** GIVEN PASSAGE follows **
You don’t have to be a horror aficionado to know that corpses are scary. The lifeless husk of a human being, the rapidly decaying meat suit that housed all our thoughts and memories, is a brutal reminder of our fleeting mortality. So it stands to reason that a film like “The Possession of Hannah Grace,” about a woman working in a morgue where one of the corpses refuses to stay still, would be pretty darned scary. If only in principle.
And yes, that’s true. And only in principle. “The Possession of Hannah Grace” takes a concept so unsettling it’s already been turned into one great movie — “The Autopsy of Jane Doe” — and turns it into a dreary horror thriller, without any of those pesky thrills.
“Hannah Grace” begins with an exorcism scene so mechanical that it plays like a last-minute reshoot. Drab tones, rigid shafts of sunlight streaming through the windows like an episode of “The X-Files,” and a young woman (Kirby Johnson, “5150”) getting mumbled over by priests. Who she is, besides someone named Hannah Grace, is never discussed. She is just a girl with a demon inside her, and the movie only cares about her as a plot point.
Three months later, Megan Reed (Shay Mitchell, “Pretty Little Liars”) gets herself a new job as an overnight intake assistant at a hospital, working all alone during the graveyard shift, in a building designed like a nuclear bunker, with automatic lights that have the quirky tendency to turn themselves on in the shape of a crucifix.
It’s a creepy place but a boring gig, and apparently Boston isn’t a very deadly town, so over her first few nights Megan has only a couple of bodies to deal with. One of them is the corpse of Hannah Grace, who has picked up a whole bunch of gruesome wounds since last we saw her. And wouldn’t you know it? The door to her refrigerated drawer has a tendency to open all by itself.
If that idea scares the bejeezus out of you, get used to it, because that’s all “Hannah Grace” has for a while. Half the movie ticks by with humdrum repetition, as Megan does her job, wanders hallways, and contemplates her history of substance abuse and one of those tragic pasts that can be summed up in a 45-second flashback scene. It’s a miracle anytime someone shows up for her to talk to, even though they rarely have anything to contribute to the film other than a bit of dialogue.
Of course, many horror movies have extended scenes of people just wandering through dark hallways waiting for something eerie to happen. A lot of them get away with it, too, because they’re engaging in a time-honored storytelling pastime called “showmanship.” The pacing is modulated to keep the audience ill at ease; the music lulls you into a false sense of security before the string section suddenly goes nuts. It’s the difference between a story told in monotone and the same story told with inflection, and it makes all the difference in the world.
** End of GIVEN PASSAGE **
** THE DATA follows **
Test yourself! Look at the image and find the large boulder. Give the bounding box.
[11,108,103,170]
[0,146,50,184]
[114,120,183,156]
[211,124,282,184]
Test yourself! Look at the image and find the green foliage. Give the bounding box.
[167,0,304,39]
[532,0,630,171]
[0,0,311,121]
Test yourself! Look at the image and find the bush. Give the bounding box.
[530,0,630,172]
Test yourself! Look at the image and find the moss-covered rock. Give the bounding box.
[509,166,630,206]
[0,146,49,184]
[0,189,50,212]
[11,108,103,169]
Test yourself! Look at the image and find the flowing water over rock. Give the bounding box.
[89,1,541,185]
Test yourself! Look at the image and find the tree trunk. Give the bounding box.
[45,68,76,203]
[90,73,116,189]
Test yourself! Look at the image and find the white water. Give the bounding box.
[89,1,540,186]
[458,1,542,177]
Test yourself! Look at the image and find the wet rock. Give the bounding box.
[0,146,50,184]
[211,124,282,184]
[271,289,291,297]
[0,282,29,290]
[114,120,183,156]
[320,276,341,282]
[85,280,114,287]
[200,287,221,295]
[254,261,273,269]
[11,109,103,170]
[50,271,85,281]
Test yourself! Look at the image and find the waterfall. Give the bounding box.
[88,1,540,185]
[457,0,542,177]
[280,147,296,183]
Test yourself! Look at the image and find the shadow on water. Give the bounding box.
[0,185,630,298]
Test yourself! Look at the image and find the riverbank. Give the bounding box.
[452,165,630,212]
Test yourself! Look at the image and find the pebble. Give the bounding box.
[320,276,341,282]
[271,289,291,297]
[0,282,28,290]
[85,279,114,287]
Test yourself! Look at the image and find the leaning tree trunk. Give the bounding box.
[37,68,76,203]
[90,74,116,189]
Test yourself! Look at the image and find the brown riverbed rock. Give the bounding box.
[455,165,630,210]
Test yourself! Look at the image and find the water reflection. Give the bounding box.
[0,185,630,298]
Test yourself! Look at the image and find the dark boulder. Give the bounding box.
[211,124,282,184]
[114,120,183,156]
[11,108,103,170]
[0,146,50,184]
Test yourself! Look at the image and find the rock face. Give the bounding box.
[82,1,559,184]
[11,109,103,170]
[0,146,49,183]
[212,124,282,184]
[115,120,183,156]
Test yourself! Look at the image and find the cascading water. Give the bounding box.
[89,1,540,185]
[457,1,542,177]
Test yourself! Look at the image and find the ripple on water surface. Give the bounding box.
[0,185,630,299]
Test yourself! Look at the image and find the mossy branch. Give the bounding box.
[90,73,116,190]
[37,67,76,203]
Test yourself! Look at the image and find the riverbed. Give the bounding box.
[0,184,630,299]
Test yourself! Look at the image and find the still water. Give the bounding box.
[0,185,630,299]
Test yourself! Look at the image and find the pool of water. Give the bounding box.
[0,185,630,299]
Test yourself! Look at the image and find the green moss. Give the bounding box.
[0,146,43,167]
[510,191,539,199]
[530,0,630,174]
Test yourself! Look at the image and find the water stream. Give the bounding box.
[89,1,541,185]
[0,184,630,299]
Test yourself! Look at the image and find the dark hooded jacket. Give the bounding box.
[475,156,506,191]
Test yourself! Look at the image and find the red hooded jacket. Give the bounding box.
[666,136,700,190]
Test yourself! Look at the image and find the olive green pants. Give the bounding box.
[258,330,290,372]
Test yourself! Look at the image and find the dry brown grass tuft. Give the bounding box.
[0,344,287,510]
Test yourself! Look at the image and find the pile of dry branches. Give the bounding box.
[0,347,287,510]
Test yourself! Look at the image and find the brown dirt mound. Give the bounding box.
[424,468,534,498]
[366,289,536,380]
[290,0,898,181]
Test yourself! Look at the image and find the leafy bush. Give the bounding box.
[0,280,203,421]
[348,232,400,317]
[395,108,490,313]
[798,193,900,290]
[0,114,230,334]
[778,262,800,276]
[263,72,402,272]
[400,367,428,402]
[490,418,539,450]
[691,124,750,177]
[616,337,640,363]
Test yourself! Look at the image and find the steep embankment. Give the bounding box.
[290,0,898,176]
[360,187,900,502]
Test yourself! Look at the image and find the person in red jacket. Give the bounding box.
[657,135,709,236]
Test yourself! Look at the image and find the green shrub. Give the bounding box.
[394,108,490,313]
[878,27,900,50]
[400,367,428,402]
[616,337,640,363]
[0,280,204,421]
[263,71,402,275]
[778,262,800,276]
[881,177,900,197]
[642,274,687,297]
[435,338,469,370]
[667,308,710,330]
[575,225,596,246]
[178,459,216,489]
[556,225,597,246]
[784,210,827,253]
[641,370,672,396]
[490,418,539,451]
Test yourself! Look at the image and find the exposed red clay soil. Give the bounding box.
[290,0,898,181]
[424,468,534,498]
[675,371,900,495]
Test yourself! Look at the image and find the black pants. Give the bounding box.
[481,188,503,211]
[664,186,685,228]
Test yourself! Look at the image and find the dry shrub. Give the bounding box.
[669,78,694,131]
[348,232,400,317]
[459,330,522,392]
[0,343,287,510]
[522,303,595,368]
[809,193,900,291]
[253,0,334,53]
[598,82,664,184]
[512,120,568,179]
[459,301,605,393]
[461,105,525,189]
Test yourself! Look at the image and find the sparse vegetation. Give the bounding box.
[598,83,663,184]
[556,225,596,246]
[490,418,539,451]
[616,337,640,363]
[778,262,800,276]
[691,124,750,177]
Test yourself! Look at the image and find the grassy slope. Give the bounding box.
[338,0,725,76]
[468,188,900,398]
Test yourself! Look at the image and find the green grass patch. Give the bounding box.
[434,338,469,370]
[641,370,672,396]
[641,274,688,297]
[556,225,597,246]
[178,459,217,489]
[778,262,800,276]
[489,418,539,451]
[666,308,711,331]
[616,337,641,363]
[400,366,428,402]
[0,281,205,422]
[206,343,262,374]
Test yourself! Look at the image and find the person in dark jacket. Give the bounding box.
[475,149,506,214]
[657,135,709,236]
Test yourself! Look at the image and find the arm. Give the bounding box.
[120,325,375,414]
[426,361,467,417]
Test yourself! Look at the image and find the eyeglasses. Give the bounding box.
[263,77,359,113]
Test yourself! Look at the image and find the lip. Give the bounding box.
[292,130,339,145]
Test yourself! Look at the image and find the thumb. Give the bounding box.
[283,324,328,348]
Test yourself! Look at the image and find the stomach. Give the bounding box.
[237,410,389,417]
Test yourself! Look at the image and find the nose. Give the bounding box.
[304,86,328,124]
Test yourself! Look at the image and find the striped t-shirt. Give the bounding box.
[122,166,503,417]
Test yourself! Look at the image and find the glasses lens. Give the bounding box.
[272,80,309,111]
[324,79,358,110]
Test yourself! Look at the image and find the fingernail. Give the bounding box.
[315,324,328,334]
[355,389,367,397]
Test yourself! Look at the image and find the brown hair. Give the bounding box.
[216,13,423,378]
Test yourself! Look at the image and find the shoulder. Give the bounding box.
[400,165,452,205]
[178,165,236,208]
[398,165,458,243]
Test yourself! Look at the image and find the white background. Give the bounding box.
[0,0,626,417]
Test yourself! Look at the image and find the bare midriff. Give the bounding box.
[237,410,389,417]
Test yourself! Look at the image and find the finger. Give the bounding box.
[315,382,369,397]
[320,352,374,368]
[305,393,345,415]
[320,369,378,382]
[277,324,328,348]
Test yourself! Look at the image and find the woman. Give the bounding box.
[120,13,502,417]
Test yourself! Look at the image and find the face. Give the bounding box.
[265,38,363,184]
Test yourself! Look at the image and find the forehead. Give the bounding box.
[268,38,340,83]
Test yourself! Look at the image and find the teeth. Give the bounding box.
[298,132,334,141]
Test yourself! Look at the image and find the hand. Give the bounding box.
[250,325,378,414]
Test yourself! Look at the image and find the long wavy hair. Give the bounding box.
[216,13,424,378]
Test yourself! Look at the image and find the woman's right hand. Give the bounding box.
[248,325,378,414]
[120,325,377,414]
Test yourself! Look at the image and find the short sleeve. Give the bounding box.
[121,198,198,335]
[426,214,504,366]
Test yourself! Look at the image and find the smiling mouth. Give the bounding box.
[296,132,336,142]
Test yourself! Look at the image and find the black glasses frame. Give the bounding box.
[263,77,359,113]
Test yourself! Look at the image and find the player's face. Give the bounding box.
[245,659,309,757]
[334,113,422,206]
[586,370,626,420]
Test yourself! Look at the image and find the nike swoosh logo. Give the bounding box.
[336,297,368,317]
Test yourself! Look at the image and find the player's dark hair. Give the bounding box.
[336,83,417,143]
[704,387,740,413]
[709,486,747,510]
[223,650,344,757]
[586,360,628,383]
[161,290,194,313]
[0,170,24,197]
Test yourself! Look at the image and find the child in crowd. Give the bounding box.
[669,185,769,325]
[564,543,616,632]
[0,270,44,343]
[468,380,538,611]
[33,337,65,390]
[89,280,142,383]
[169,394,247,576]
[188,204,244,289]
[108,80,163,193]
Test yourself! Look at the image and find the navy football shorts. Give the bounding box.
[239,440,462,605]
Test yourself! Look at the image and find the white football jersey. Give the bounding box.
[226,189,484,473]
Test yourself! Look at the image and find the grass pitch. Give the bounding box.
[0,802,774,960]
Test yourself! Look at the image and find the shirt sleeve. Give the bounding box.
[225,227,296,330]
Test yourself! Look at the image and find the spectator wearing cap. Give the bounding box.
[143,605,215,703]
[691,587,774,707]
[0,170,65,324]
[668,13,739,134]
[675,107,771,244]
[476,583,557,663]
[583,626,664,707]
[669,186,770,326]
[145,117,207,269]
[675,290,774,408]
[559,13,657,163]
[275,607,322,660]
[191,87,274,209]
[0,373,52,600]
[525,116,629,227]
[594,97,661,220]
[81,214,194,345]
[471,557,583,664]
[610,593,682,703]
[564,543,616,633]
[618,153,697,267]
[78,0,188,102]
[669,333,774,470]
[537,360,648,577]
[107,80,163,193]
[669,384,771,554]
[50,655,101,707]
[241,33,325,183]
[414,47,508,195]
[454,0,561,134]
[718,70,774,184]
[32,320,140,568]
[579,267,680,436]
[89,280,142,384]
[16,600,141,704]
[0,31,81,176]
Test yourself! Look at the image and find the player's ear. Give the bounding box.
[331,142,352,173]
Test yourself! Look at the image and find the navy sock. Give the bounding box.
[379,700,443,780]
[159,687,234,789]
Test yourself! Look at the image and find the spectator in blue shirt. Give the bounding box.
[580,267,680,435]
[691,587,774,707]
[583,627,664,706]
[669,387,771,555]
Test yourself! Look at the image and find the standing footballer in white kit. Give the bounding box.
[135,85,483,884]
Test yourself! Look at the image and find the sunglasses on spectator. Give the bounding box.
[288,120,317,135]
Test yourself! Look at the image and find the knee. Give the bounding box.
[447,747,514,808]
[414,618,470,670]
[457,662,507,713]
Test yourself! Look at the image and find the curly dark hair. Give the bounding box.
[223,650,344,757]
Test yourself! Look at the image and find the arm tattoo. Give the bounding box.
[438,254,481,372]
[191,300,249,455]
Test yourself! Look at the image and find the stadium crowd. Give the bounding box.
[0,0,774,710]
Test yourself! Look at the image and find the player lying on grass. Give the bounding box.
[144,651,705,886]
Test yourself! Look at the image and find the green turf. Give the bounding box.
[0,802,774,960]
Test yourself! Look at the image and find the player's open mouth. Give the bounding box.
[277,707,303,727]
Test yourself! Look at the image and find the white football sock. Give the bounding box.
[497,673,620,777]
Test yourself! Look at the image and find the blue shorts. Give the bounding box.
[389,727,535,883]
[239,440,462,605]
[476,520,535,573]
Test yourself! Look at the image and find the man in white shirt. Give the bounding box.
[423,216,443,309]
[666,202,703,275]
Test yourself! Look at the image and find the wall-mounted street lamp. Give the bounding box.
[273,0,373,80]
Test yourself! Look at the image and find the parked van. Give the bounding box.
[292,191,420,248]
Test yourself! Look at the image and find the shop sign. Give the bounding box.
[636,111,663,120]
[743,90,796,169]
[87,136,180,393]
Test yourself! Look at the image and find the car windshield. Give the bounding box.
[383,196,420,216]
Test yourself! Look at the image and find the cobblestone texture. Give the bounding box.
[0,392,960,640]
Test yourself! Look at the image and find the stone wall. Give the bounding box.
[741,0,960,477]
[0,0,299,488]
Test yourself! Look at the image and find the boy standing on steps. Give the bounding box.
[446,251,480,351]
** End of THE DATA **
- _WHAT THE TASK REQUIRES_: Continue the film review of "The Possession of Hannah Grace" from the point where it stops.

- _OUTPUT BELOW_:
“The Possession of Hannah Grace” is a story told without much storytelling. The idea isn’t terrible, the setting is fundamentally creepy, and many of the jump scares would actually be jump-scary if they had a little “oomph” on them. But our protagonist isn’t developed enough to carry a whole film by herself, with hardly anyone to talk to, and the movie plays like composer John Frizzell (“Leatherface”) wasn’t really feeling it either.
Frizzell’s score disappears for huge chunks of this movie, and when it does finally kick in it sounds muffled, as though it’s coming through the wall of your apartment via your neighbor’s subwoofers. Wherever that music is, it’s probably pretty effective, but it’s doing nothing for us here in our theater. Even a lot of the jump scares fly by without any accompaniment, not because they’re scarier that way (they’re not), but for — well, reasons that cannot be fathomed, actually.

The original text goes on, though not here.